[RECORDS SHOWN]
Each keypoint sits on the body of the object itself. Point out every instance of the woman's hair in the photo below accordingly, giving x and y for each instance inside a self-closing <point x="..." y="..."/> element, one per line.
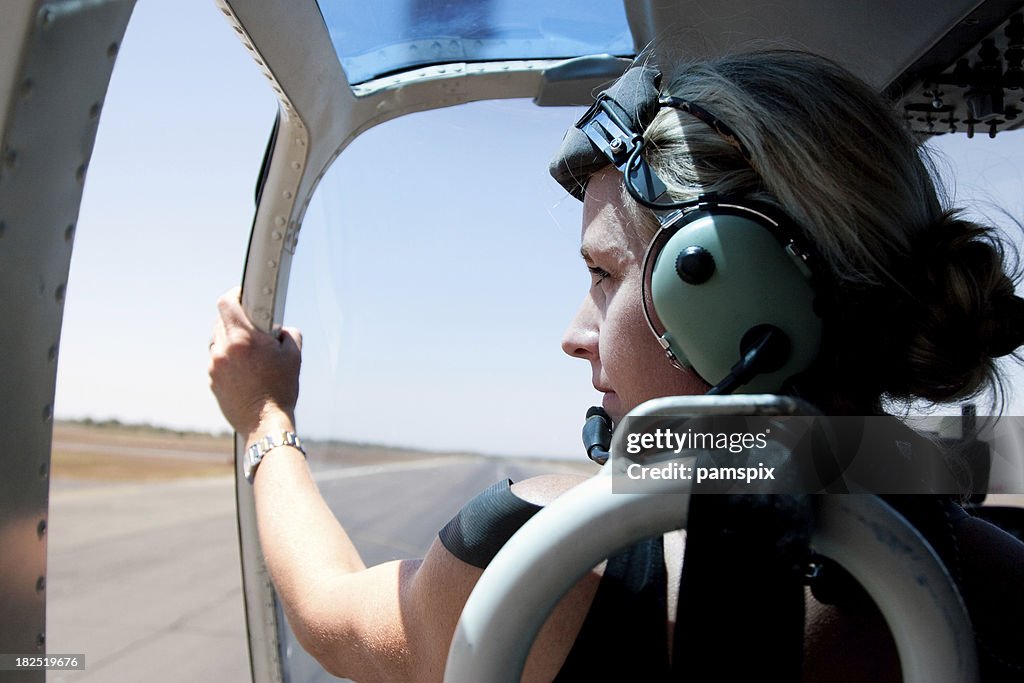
<point x="916" y="300"/>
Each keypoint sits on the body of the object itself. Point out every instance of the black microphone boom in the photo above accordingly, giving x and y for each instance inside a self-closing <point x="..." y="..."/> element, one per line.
<point x="597" y="434"/>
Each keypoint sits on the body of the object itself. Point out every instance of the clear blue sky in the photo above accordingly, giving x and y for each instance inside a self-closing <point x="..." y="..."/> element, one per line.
<point x="432" y="282"/>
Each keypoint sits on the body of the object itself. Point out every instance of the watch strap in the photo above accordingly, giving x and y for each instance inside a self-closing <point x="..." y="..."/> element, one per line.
<point x="256" y="453"/>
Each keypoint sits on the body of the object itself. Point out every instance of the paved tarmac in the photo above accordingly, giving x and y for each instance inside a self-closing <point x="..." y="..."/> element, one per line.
<point x="143" y="579"/>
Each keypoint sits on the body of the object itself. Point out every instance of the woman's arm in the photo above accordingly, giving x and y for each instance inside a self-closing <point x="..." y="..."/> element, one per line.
<point x="392" y="622"/>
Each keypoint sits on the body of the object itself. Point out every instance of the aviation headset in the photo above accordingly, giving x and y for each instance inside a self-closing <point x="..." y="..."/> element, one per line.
<point x="727" y="286"/>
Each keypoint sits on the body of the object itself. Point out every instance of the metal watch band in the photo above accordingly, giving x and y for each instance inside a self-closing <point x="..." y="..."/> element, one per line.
<point x="256" y="453"/>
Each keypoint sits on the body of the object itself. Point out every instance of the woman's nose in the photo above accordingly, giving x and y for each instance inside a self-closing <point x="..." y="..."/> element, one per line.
<point x="580" y="339"/>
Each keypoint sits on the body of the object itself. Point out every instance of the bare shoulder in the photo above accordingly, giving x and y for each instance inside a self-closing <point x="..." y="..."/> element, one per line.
<point x="546" y="487"/>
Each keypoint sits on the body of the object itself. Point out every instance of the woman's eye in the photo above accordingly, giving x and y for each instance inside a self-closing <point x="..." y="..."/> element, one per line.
<point x="598" y="274"/>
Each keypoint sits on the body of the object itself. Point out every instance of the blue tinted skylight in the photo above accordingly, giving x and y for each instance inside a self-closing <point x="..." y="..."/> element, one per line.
<point x="378" y="37"/>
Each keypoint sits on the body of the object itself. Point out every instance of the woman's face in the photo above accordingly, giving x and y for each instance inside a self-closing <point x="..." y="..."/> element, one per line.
<point x="609" y="331"/>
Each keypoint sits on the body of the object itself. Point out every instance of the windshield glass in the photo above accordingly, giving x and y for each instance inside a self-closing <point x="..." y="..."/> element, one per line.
<point x="373" y="39"/>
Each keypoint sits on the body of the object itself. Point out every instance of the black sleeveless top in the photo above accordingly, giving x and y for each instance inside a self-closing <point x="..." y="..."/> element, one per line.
<point x="632" y="590"/>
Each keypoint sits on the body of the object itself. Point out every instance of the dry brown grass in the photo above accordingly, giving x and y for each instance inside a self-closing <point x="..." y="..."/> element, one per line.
<point x="135" y="454"/>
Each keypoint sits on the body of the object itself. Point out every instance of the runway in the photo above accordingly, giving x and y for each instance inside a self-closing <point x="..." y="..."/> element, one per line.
<point x="143" y="578"/>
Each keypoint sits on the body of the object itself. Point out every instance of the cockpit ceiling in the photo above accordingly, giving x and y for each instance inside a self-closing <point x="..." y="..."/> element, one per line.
<point x="878" y="40"/>
<point x="380" y="38"/>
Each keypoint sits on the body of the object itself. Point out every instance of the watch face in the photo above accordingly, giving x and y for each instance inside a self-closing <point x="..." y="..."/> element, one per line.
<point x="249" y="465"/>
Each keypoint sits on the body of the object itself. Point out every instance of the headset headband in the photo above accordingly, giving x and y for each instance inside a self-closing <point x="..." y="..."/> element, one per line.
<point x="734" y="275"/>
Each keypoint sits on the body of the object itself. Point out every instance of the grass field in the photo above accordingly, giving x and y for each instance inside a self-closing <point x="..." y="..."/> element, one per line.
<point x="115" y="452"/>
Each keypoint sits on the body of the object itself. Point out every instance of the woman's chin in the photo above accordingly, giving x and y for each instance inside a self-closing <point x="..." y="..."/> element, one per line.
<point x="612" y="406"/>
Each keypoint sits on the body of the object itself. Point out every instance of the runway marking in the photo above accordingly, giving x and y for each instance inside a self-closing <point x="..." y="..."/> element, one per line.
<point x="369" y="470"/>
<point x="104" y="489"/>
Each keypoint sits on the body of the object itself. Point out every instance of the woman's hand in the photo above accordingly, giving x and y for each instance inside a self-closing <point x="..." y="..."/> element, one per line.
<point x="254" y="376"/>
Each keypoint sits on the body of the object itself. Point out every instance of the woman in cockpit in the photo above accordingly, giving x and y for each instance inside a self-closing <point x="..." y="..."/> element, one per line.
<point x="883" y="294"/>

[BRIEF] Tail of the listing, starting at the line with "the woman's hand" and ending at the last line: output it exactly and add nothing.

[OUTPUT OF THE TASK]
Each keypoint sits on the body of the object itself. Point out every instance of the woman's hand in the photo above accordingly, giving x and y for each instance inside a self-closing <point x="..." y="..."/> element, one per line.
<point x="254" y="376"/>
Each keypoint sits on the body of the object itself. Point out every instance of the woman in cockpit in the photo above accordingly, giving x and y for each instance inside a self-closing <point x="..." y="..."/> element, one per line.
<point x="883" y="294"/>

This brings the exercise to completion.